Stored items:

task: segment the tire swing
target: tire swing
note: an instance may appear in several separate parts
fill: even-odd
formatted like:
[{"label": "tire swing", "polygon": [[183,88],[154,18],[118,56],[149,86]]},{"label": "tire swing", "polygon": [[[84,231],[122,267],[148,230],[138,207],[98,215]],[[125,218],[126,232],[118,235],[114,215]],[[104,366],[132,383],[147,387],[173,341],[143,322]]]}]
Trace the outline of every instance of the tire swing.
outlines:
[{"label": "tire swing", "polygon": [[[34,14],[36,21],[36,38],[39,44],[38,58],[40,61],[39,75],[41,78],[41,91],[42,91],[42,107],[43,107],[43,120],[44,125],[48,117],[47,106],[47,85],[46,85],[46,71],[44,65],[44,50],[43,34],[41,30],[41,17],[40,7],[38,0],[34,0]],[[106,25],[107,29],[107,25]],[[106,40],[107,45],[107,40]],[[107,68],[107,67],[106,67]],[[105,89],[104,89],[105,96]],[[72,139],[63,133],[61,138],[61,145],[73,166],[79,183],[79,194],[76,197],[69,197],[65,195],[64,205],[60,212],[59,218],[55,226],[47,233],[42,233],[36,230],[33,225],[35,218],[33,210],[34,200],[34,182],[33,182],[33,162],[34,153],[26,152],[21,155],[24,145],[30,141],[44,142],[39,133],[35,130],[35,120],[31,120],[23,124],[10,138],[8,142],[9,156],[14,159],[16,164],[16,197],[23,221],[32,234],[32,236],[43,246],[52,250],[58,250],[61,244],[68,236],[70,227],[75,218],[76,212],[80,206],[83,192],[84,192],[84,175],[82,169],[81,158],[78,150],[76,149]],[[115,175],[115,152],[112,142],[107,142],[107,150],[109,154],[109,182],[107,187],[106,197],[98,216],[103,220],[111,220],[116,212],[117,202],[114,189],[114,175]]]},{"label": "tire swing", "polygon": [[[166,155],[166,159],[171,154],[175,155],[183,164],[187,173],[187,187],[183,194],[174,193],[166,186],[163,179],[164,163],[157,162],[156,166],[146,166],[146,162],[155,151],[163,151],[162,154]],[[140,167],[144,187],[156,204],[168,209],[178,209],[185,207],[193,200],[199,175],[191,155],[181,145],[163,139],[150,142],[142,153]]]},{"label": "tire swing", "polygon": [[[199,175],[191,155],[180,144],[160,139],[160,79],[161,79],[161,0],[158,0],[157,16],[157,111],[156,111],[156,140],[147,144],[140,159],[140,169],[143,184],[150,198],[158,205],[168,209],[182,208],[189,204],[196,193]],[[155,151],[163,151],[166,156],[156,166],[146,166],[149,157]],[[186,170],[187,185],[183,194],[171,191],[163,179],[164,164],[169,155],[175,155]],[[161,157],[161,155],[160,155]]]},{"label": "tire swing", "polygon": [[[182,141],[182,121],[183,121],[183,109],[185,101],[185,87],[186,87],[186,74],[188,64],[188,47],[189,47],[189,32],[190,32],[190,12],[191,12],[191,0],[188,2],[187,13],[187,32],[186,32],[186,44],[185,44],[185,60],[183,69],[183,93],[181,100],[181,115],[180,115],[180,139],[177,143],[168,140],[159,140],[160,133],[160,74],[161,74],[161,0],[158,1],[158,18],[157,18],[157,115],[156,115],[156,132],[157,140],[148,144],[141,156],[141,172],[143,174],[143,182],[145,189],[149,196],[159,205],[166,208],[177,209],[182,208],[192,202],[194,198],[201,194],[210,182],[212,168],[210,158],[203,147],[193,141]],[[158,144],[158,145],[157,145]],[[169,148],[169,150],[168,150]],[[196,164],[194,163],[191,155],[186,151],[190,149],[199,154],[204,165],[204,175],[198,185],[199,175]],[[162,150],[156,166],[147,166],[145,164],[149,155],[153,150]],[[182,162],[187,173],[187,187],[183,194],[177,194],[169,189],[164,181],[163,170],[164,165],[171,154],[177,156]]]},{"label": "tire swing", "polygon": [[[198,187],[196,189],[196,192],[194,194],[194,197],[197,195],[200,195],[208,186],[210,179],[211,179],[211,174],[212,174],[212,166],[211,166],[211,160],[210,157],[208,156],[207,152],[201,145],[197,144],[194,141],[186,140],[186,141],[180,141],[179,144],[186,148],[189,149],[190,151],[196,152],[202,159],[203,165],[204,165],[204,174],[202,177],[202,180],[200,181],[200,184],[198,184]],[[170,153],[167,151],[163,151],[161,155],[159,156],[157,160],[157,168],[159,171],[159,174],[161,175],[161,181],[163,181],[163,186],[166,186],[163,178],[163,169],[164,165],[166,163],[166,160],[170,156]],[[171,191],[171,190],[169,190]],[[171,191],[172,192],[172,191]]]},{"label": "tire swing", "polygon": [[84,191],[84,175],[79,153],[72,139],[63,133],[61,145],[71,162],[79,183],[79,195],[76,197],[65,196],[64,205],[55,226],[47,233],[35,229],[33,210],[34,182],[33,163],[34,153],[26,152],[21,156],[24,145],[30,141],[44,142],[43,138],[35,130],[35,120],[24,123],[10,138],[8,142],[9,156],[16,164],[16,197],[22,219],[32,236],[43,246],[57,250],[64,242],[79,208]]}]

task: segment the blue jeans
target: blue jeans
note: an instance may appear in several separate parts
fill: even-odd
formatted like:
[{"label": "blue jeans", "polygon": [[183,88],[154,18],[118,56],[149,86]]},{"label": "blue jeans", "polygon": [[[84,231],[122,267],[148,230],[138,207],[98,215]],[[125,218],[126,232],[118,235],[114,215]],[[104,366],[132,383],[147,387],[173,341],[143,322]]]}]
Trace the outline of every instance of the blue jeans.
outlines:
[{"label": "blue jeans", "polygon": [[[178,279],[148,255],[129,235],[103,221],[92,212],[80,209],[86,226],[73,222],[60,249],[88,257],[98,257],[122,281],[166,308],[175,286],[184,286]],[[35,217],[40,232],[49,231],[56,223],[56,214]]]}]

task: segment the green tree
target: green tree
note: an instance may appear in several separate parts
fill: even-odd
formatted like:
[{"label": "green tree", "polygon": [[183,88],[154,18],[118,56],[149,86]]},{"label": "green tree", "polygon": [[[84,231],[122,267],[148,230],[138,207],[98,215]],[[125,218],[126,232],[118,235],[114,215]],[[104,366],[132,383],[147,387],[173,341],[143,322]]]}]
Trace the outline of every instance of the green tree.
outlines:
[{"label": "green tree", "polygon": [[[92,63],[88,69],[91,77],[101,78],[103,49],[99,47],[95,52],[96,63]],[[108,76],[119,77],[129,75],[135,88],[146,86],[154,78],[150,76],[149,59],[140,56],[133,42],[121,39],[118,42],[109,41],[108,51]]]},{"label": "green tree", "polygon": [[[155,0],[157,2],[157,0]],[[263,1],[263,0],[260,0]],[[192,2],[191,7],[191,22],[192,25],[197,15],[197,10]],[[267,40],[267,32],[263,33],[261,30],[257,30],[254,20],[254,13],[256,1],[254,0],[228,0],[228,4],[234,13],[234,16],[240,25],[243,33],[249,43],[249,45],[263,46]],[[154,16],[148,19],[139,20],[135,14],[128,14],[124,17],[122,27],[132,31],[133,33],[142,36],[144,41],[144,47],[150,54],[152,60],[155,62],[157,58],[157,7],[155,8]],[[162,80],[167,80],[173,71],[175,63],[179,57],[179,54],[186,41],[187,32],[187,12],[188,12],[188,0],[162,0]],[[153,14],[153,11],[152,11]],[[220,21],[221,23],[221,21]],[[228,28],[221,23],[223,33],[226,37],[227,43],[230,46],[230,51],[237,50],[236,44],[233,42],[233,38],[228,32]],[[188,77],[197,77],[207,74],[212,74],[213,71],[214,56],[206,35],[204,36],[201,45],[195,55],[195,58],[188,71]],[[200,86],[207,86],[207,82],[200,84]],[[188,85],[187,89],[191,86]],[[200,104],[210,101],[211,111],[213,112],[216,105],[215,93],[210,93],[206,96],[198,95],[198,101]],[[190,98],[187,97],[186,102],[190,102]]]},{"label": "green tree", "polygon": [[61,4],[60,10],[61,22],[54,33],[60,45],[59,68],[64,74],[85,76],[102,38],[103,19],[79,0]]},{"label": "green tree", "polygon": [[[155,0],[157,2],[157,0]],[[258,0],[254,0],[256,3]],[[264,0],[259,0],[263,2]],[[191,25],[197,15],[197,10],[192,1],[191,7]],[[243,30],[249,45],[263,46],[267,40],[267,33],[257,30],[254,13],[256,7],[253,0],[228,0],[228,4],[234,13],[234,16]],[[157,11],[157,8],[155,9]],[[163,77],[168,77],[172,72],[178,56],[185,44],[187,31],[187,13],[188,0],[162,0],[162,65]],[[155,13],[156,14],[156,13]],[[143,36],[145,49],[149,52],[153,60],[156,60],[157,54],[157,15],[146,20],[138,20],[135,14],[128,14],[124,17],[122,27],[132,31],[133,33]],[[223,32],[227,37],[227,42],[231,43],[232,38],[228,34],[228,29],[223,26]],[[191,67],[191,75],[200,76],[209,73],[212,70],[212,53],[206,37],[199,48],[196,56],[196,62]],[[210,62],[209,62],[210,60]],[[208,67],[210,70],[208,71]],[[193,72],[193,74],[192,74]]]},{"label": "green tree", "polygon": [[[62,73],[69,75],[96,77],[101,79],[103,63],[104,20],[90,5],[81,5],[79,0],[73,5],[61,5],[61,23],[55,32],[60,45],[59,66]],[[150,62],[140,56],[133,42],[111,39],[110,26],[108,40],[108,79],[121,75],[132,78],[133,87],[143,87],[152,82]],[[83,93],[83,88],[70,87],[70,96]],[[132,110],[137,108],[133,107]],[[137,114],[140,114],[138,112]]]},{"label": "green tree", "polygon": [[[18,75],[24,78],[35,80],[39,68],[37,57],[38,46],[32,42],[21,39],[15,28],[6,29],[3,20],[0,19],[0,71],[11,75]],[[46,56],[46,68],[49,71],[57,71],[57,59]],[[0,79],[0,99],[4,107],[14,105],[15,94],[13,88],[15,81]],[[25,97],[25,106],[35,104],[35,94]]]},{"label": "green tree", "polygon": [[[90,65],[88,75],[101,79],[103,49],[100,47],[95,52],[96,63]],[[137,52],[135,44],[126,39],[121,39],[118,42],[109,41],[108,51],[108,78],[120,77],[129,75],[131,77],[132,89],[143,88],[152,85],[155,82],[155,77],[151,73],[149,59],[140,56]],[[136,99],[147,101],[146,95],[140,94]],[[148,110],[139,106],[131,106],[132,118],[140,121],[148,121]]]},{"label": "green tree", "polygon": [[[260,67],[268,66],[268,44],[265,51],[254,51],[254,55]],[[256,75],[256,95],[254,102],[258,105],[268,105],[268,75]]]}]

■ **ABOUT THIS EXERCISE**
Reproduce exactly the section above that begins at the line containing "target: tire swing" and ends at the line containing "Trace the outline of every instance of the tire", leaving out all other lines.

■ **TASK ANSWER**
target: tire swing
note: an instance may appear in several separate parts
fill: even-odd
formatted like:
[{"label": "tire swing", "polygon": [[183,88],[154,18],[118,56],[149,86]]},{"label": "tire swing", "polygon": [[[84,231],[122,267],[148,230],[138,207],[98,215]],[[125,218],[126,232],[118,235],[114,215]],[[104,366],[132,383],[147,387],[173,341],[143,322]]]}]
Trace the outline of every instance of the tire swing.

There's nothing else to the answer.